* [Input]:

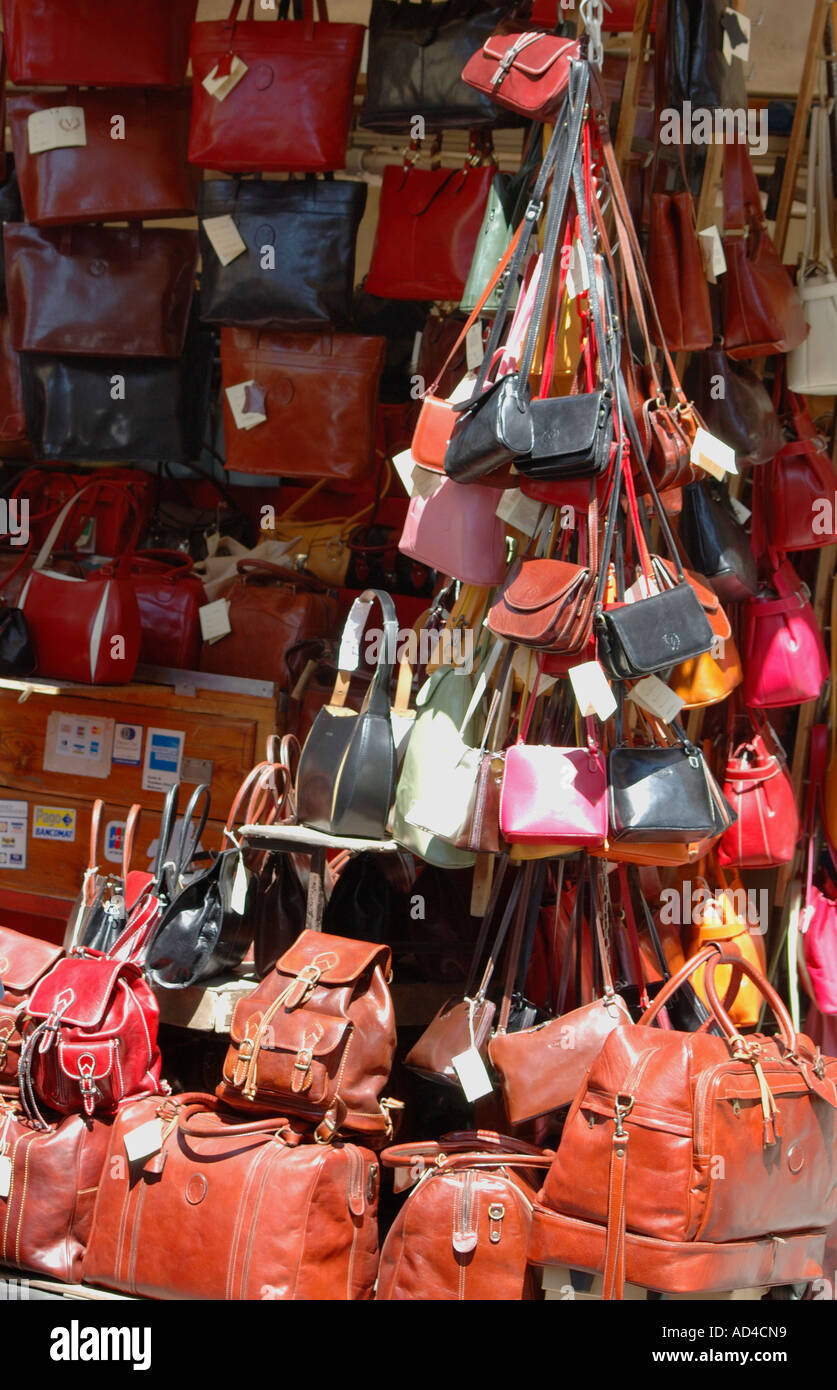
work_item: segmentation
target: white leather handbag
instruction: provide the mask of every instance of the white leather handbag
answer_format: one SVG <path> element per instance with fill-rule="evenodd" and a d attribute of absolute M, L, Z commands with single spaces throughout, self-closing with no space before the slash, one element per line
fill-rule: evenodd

* [Task directions]:
Using the records above, output exactly the lines from the one containing "answer_format: one SVG" through the last line, and no others.

* [Answer box]:
answer_format: one SVG <path> element per instance with fill-rule="evenodd" and a d attribute of absolute M, L, Z commands with single spaces throughout, self-closing with no space before the slash, one element per line
fill-rule: evenodd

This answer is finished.